▶ **Objective**
Copy out every line below that contains the word "white". Case counts.

▶ **Material**
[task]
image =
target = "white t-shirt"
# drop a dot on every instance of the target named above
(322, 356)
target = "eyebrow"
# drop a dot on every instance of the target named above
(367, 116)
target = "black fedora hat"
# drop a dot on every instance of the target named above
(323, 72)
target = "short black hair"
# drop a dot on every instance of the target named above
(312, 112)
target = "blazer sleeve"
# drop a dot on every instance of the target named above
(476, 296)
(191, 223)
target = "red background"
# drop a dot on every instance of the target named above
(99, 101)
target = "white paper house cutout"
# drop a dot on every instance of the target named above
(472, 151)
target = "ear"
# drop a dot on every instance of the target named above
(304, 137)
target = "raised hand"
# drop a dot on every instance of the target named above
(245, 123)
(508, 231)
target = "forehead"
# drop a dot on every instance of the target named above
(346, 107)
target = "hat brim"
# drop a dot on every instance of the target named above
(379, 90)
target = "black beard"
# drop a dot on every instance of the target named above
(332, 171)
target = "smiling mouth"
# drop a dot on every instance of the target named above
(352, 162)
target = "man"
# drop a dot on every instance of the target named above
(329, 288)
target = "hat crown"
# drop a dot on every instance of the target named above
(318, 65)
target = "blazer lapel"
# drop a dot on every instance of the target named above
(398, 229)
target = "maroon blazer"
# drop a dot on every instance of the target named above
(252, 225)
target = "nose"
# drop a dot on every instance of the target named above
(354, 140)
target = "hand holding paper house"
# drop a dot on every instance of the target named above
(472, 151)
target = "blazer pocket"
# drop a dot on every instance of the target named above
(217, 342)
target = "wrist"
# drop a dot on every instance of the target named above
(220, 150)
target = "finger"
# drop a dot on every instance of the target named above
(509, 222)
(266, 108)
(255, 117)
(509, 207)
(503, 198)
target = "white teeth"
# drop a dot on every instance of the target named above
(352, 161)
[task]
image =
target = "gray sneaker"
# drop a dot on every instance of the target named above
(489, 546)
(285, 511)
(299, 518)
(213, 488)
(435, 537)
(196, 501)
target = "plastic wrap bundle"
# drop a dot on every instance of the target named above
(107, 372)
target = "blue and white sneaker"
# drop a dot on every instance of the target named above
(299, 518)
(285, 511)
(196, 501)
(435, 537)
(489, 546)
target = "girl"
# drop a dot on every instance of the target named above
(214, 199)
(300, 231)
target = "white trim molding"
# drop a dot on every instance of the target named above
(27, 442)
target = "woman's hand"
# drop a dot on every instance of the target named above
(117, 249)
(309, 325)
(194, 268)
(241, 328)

▶ **Solution to this problem**
target = "white t-shirt"
target = "white paper house cutout"
target = "white teeth"
target = "blue and white sneaker"
target = "white trim molding"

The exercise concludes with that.